**Brief**. Word for word, retype the first line of the records and every following line through the one containing "target | light reflection streak".

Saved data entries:
[Start of section]

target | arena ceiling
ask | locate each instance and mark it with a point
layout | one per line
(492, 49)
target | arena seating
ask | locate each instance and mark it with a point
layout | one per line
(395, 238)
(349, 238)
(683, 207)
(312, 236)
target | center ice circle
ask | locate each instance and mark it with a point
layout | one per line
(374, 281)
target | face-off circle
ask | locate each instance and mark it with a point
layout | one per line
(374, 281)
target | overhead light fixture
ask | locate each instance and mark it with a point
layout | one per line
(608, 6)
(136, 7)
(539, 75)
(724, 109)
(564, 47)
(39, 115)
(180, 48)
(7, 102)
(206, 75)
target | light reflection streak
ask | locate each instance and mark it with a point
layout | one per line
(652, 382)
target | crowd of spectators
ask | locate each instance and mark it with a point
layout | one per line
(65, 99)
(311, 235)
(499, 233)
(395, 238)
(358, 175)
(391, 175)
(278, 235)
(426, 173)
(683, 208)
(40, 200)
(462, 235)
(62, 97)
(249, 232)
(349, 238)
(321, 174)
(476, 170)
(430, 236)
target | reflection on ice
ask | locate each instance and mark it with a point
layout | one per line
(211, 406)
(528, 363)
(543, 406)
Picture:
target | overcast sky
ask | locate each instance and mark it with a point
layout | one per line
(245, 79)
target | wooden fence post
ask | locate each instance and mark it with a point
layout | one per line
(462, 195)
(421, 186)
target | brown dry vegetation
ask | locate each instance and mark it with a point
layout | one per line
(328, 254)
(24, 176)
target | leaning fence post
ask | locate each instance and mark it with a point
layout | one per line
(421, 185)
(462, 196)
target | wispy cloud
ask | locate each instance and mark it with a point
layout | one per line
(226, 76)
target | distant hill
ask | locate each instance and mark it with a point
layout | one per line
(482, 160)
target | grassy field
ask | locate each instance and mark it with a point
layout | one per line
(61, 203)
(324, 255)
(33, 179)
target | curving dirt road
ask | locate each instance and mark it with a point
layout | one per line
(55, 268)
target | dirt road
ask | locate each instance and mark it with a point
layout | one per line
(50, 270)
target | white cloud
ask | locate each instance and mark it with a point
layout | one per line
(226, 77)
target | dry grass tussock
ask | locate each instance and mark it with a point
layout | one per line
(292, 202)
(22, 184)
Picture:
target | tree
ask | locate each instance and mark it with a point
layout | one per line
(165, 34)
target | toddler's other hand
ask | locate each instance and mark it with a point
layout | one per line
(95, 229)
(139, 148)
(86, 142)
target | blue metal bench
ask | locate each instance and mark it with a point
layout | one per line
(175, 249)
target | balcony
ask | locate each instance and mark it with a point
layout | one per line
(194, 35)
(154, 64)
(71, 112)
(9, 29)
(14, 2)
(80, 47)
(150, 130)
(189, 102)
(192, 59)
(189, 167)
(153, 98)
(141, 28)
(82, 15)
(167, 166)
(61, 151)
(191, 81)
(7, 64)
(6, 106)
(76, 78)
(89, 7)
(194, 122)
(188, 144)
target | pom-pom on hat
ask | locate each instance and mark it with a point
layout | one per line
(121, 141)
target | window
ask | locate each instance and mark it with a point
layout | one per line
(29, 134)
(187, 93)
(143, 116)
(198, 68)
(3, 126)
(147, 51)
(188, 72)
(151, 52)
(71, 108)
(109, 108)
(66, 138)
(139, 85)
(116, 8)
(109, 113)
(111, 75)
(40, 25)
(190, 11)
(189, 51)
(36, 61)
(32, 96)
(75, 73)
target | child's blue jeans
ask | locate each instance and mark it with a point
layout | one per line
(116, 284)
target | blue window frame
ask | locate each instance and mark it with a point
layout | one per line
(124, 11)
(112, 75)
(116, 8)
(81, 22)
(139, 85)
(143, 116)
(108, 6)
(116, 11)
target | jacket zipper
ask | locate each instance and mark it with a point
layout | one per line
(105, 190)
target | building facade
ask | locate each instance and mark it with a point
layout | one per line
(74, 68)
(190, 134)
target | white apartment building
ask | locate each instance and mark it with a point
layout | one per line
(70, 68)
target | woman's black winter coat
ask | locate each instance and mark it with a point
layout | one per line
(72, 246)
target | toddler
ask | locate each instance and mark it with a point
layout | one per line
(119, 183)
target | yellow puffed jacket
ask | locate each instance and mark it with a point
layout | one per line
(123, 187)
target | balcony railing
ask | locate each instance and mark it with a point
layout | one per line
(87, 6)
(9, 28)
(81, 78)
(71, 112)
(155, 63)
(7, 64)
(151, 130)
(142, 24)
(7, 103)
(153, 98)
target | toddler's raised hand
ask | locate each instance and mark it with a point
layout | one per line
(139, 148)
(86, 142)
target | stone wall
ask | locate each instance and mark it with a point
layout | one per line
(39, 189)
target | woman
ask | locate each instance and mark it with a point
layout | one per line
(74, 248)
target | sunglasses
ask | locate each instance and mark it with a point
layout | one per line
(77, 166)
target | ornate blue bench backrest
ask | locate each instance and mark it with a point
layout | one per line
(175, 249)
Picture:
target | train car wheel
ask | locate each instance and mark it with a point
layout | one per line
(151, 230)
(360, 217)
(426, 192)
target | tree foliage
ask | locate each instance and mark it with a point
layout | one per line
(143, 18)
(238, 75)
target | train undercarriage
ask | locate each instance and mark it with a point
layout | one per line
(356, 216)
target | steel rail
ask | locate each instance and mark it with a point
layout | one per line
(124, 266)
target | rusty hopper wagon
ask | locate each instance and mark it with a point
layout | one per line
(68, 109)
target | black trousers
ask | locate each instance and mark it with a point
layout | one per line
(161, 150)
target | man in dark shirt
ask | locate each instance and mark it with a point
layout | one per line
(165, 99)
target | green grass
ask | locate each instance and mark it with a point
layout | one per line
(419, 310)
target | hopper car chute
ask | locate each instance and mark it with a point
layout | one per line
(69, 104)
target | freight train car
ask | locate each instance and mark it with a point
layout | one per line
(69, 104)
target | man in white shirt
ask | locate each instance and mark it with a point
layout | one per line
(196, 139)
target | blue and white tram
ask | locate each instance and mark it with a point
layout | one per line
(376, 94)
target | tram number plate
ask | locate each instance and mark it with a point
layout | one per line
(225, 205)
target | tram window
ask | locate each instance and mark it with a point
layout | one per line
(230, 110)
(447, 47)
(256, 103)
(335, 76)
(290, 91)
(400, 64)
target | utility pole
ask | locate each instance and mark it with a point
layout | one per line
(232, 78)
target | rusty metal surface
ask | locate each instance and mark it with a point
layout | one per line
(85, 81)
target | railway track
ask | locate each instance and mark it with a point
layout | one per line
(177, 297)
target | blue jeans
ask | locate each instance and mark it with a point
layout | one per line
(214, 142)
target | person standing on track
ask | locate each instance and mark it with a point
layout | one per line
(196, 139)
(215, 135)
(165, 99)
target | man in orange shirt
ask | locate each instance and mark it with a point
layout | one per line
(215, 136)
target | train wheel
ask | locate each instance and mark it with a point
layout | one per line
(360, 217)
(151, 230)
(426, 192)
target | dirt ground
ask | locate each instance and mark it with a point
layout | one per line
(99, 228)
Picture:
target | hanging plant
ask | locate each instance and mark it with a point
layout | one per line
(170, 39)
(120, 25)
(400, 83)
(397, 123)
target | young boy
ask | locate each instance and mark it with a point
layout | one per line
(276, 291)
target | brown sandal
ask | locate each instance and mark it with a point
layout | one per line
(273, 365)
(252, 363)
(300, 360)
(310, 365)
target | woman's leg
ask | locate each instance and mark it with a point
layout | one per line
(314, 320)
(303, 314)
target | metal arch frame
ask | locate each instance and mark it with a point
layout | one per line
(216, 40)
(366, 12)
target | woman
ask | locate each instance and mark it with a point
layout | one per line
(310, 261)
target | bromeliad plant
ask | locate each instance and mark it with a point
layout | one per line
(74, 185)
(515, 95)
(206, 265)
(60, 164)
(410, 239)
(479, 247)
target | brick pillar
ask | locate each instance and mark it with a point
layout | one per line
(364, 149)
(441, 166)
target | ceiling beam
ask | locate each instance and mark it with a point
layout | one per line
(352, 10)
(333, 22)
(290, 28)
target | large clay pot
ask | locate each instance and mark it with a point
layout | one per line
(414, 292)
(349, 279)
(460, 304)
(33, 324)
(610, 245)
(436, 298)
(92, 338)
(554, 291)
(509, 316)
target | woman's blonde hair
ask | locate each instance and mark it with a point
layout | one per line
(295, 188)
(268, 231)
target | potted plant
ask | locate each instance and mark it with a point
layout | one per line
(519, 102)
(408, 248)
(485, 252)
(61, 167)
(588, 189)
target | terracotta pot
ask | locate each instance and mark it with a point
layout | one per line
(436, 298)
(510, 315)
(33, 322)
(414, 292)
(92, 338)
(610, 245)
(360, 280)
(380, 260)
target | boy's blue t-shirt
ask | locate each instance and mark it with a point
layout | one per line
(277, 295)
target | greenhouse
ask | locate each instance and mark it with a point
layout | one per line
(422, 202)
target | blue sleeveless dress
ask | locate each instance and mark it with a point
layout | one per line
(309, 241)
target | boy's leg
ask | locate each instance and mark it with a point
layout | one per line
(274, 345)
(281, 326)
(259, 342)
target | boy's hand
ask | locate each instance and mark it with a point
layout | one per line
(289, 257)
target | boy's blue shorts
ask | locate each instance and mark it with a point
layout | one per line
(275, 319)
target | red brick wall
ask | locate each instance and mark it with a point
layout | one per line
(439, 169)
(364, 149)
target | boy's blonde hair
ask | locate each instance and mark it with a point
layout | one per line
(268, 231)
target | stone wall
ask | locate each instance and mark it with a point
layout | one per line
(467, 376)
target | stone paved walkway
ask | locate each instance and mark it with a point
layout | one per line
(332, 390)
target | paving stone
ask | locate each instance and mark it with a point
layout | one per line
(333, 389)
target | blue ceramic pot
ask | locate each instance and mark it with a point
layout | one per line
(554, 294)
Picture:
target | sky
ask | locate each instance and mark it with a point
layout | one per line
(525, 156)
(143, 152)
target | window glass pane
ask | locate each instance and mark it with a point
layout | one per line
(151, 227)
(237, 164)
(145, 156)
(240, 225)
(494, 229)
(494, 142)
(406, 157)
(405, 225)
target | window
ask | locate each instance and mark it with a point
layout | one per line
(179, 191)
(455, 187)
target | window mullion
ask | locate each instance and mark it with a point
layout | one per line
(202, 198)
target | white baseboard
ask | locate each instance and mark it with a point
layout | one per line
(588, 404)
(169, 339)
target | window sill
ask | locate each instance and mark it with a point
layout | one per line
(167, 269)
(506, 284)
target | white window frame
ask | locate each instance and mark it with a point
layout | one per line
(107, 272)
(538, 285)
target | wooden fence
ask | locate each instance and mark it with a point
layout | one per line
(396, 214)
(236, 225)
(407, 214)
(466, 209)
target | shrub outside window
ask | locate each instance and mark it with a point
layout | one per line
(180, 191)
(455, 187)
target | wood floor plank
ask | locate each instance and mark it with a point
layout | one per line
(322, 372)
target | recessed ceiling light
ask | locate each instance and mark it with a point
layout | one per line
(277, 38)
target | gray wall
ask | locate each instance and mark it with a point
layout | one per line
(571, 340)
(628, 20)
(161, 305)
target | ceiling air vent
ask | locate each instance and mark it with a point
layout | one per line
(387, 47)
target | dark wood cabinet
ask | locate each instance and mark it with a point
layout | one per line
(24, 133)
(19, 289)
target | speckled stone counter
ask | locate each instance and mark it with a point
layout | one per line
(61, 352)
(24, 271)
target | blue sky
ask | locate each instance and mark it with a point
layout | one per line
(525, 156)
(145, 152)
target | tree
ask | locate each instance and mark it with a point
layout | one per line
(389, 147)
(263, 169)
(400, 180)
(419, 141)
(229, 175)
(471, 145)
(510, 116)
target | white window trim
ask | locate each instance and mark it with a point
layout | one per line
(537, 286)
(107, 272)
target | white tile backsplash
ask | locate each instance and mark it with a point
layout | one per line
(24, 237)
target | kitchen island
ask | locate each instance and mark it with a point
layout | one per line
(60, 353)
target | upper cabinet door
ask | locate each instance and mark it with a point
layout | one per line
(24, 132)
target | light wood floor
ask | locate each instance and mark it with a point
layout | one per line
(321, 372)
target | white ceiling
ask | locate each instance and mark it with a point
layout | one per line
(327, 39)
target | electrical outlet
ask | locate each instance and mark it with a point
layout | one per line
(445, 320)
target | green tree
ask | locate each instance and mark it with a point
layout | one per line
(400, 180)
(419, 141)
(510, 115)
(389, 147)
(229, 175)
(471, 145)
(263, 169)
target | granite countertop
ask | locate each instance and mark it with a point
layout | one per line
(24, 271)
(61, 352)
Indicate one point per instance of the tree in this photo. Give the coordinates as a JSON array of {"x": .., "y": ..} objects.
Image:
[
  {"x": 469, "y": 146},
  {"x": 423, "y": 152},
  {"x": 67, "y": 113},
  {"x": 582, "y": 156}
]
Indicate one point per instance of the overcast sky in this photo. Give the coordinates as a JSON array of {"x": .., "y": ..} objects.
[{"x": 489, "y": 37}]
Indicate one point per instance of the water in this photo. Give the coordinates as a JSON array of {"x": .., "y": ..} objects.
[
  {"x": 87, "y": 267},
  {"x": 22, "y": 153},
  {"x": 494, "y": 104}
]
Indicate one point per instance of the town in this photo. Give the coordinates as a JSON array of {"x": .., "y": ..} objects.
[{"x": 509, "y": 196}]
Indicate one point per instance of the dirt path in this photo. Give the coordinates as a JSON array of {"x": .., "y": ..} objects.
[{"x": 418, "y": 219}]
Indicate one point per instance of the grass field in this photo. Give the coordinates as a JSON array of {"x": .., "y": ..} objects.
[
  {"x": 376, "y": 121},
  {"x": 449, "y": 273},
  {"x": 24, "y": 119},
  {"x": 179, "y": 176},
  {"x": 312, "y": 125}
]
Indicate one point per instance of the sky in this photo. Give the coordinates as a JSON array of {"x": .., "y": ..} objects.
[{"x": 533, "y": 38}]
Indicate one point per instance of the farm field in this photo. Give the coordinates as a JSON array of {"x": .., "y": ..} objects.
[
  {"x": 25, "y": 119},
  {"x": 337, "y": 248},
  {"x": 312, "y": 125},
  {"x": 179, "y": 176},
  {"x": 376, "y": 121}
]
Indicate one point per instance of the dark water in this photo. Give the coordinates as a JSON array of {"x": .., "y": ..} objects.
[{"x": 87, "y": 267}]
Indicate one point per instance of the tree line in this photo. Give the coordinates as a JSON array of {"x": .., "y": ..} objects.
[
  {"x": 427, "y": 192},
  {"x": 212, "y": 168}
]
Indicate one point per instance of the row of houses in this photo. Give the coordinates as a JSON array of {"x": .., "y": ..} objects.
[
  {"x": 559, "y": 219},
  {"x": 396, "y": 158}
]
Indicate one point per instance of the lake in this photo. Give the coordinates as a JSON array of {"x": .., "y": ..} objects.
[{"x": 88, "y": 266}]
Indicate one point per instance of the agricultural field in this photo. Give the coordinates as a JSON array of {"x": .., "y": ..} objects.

[End of section]

**Answer to the problem**.
target | arena ceiling
ask | locate each instance and mark it with a point
layout | one per line
(492, 49)
target | arena seating
ask | locate each instance and mark it with a point
layout | one per line
(395, 238)
(349, 238)
(683, 207)
(312, 236)
target | center ice circle
ask | locate each instance and mark it with a point
layout | one per line
(374, 281)
target | face-off circle
ask | locate each instance and mark it with a point
layout | one per line
(374, 281)
target | overhead light fixture
ask | locate each instance and mark it with a point
layout | one per line
(608, 6)
(136, 7)
(539, 75)
(724, 109)
(564, 47)
(39, 115)
(180, 48)
(7, 102)
(206, 75)
target | light reflection streak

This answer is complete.